Exercise task: Can you copy out the whole listing below, reproducing every line character for character?

Information shown:
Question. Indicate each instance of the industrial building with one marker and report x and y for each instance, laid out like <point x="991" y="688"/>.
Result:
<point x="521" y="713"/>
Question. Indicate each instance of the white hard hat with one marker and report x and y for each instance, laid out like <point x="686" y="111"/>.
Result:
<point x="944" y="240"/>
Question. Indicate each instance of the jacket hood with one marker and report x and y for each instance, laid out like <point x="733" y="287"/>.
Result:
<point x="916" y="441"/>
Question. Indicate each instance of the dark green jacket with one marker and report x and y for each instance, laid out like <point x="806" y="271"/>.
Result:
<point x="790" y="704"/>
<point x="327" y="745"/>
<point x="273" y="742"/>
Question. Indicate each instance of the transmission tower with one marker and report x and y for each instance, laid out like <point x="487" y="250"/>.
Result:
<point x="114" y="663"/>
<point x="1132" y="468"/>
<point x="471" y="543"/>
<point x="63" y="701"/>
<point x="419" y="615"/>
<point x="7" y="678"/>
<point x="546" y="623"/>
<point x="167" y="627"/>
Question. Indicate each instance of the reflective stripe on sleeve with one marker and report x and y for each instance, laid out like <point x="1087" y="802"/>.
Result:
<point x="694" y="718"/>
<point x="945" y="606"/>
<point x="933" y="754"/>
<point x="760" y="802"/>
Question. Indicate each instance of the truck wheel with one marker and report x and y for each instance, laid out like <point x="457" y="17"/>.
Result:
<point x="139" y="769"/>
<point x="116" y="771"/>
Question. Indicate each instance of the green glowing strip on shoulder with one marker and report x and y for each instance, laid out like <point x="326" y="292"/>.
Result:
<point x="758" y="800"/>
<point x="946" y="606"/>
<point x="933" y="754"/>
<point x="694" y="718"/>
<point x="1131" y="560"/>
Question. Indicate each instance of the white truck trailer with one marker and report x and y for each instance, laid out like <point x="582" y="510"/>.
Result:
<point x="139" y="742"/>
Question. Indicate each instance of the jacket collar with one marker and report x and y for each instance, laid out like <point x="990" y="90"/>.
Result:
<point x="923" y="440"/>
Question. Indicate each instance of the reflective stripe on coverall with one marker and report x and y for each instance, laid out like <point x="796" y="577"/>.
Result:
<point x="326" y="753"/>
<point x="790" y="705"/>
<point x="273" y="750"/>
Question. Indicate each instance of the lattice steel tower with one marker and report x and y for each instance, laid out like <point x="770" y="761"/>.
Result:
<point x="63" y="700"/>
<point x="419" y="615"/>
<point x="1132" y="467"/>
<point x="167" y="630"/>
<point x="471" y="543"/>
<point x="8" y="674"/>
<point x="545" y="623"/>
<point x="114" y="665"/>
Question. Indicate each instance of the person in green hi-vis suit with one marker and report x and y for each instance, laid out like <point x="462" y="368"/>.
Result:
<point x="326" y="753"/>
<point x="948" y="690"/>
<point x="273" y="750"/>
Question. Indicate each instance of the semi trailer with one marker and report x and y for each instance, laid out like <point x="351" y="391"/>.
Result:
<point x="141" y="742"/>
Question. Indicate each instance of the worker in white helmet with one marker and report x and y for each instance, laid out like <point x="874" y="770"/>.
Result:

Worked answer:
Question. Indicate each instance of the industrial building with one marker and report x and y for each instance, laid out like <point x="991" y="688"/>.
Result:
<point x="521" y="713"/>
Question. Indicate each instance of the white hard hat with one marker and report x and y for each instance, laid out like <point x="686" y="111"/>.
Result:
<point x="944" y="240"/>
Question. Indicate each instance of the jacket hood with one marker and report x and y for each instance, laid out like <point x="733" y="287"/>.
Result:
<point x="916" y="441"/>
Question. Indicate each instance of the dark green jacket with one marker and report x and y for each instance, laid out like <point x="806" y="271"/>.
Result:
<point x="790" y="704"/>
<point x="327" y="745"/>
<point x="273" y="742"/>
Question. Indicate each instance of the transmission tower with one marker and report x and y for each instance, laid out like <point x="487" y="250"/>.
Result:
<point x="114" y="663"/>
<point x="1132" y="468"/>
<point x="471" y="543"/>
<point x="63" y="701"/>
<point x="419" y="615"/>
<point x="7" y="678"/>
<point x="546" y="623"/>
<point x="167" y="627"/>
Question. Indicate each instance of the reflective stripe on sleeve with one marker and report x and y for each instance, laid out like <point x="1087" y="802"/>.
Result:
<point x="694" y="718"/>
<point x="945" y="606"/>
<point x="933" y="754"/>
<point x="760" y="802"/>
Question. Indicate each instance of the truck wheel with one marker and report x and y for each instance, laid out like <point x="457" y="17"/>.
Result:
<point x="139" y="769"/>
<point x="116" y="771"/>
Question. Indicate each instance of the green glowing strip on shoulder with one marker and report x and y for each instance, laid out like <point x="326" y="292"/>.
Result:
<point x="758" y="800"/>
<point x="946" y="606"/>
<point x="933" y="754"/>
<point x="694" y="718"/>
<point x="1131" y="560"/>
Question. Indicate each instance of the white truck trailer with one marker and report x and y for each instance, laid out like <point x="582" y="510"/>.
Result:
<point x="139" y="742"/>
Question. Indicate each instance of the jacket collar with one marker and report x and y for each instance, laid out like <point x="990" y="90"/>.
Result:
<point x="923" y="440"/>
Question. Indicate each instance of the reflective stripe on coverall with one marker and report x and y for each instance, laid out like <point x="796" y="577"/>.
Result:
<point x="326" y="753"/>
<point x="790" y="705"/>
<point x="273" y="750"/>
Question. Indicate each instance of the lattice steel tower with one marker and report x and y for each instance, laid out like <point x="770" y="761"/>.
Result:
<point x="63" y="700"/>
<point x="419" y="615"/>
<point x="1132" y="467"/>
<point x="167" y="630"/>
<point x="471" y="543"/>
<point x="8" y="674"/>
<point x="545" y="623"/>
<point x="114" y="665"/>
Question. Indicate each instance of the person in green hi-vis suit with one marker and report x and y for each instance, laid out like <point x="462" y="368"/>.
Result:
<point x="326" y="753"/>
<point x="948" y="690"/>
<point x="273" y="750"/>
Question. Indicate each instance of the semi trailer with one marker and report x and y for each instance, laid out like <point x="351" y="391"/>.
Result:
<point x="141" y="742"/>
Question. Indicate each instance of the worker in white helmet with one marker and report x and y for each instance, laid out like <point x="874" y="770"/>.
Result:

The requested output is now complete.